EXERCISE REQUIREMENTS: Recast the part of the records that begins with the line containing "Where is the round" and runs through the end of the records as a numbered list, leaving out any blank lines. Include both the first and last lines of that part.

Detection annotation records
_ _ _ _ _ _ _
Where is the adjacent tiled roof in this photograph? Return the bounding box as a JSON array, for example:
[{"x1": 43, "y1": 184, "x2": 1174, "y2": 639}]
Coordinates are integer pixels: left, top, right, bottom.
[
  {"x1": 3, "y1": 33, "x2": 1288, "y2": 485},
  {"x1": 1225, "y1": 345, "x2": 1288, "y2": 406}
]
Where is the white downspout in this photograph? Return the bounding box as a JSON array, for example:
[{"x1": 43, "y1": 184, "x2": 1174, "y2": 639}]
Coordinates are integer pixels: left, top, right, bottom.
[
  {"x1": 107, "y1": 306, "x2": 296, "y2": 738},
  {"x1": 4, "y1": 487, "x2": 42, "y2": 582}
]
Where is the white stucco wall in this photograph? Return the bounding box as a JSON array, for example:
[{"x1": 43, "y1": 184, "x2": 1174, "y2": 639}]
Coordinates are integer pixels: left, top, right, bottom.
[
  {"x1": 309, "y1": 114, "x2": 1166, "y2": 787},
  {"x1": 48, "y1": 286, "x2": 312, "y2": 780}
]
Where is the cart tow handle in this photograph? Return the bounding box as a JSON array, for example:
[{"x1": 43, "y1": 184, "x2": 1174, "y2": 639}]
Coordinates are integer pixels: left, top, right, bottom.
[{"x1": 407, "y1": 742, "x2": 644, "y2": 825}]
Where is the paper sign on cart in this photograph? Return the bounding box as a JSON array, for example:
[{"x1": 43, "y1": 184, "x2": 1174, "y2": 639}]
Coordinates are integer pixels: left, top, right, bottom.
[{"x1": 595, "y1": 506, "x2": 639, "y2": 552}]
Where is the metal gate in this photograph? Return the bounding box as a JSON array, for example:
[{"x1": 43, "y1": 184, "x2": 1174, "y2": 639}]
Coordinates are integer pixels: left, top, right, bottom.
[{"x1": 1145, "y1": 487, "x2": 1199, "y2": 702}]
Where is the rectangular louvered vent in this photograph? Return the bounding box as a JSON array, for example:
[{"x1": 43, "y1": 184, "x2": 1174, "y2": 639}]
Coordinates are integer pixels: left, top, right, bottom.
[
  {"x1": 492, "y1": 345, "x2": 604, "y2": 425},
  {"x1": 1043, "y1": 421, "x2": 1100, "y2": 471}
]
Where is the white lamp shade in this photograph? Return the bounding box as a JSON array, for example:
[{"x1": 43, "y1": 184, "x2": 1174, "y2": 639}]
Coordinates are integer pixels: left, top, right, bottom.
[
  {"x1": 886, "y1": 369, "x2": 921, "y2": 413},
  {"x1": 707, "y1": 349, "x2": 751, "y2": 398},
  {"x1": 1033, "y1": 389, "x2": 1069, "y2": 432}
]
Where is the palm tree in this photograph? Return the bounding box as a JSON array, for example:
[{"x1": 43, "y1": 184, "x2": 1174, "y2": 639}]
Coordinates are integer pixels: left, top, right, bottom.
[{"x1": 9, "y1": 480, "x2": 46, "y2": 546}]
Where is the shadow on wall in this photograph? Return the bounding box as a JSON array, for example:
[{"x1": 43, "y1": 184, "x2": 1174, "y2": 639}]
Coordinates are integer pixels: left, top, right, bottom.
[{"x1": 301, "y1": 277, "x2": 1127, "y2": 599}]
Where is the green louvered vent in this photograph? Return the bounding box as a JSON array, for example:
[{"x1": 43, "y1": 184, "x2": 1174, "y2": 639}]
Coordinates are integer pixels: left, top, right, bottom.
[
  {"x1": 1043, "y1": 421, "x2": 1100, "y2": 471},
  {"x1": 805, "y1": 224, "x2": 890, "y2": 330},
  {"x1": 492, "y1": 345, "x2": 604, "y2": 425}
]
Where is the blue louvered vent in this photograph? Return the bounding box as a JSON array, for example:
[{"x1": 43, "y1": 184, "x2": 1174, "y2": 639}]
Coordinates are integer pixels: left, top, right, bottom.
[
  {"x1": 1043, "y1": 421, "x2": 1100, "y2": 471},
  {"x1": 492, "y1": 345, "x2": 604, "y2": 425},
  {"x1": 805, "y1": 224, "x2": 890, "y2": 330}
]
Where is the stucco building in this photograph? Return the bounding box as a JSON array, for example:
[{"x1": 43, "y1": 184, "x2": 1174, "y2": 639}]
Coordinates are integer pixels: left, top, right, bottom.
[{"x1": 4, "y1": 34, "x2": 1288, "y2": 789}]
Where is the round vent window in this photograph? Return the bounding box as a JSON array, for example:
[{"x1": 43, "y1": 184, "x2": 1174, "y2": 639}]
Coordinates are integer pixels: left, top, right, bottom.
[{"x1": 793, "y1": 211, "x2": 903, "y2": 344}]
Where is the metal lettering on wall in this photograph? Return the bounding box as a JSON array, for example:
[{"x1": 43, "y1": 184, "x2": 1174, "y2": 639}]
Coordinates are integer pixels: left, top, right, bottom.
_ _ _ _ _ _ _
THE OUTPUT:
1. Where is the round vent window in this photograph? Return the bounding box as a JSON array, for example:
2. [{"x1": 43, "y1": 184, "x2": 1174, "y2": 639}]
3. Coordinates are integer pixels: left, top, right, bottom.
4. [{"x1": 793, "y1": 211, "x2": 903, "y2": 344}]
5. Where is the metal lettering on wall in this photograph? Return the bounding box as a JSON array, for example:
6. [{"x1": 43, "y1": 184, "x2": 1174, "y2": 639}]
7. Coordinates are integer pixels: left, top, right, bottom.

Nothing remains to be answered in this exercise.